BEGIN Supplied entries

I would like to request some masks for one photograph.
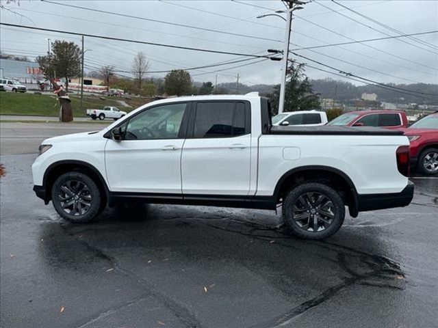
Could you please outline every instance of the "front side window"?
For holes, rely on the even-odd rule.
[[[402,125],[400,115],[396,113],[380,114],[378,125],[379,126],[397,126]]]
[[[202,102],[196,105],[193,137],[222,138],[246,133],[245,104]]]
[[[355,125],[357,123],[362,123],[363,126],[378,126],[378,115],[365,115],[353,125]]]
[[[120,126],[125,139],[177,139],[186,108],[187,102],[180,102],[146,109]]]

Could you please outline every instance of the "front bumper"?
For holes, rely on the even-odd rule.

END Supplied entries

◆ **The request**
Reproduce all of the lines above word for word, omitting the pictures from your copy.

◆ **The response**
I would like to request some masks for one photograph.
Could you please outline every instance of the "front side window"?
For holes, rely on the even-odd rule.
[[[402,125],[400,115],[396,113],[380,114],[378,125],[379,126],[397,126]]]
[[[202,102],[196,105],[193,137],[222,138],[246,133],[245,104]]]
[[[355,125],[357,123],[362,123],[363,126],[378,126],[378,115],[365,115],[353,125]]]
[[[120,126],[125,139],[177,139],[186,108],[187,102],[180,102],[146,109]]]

Could you please outline every instance of the "front bumper"?
For holes, rely on the even-odd rule.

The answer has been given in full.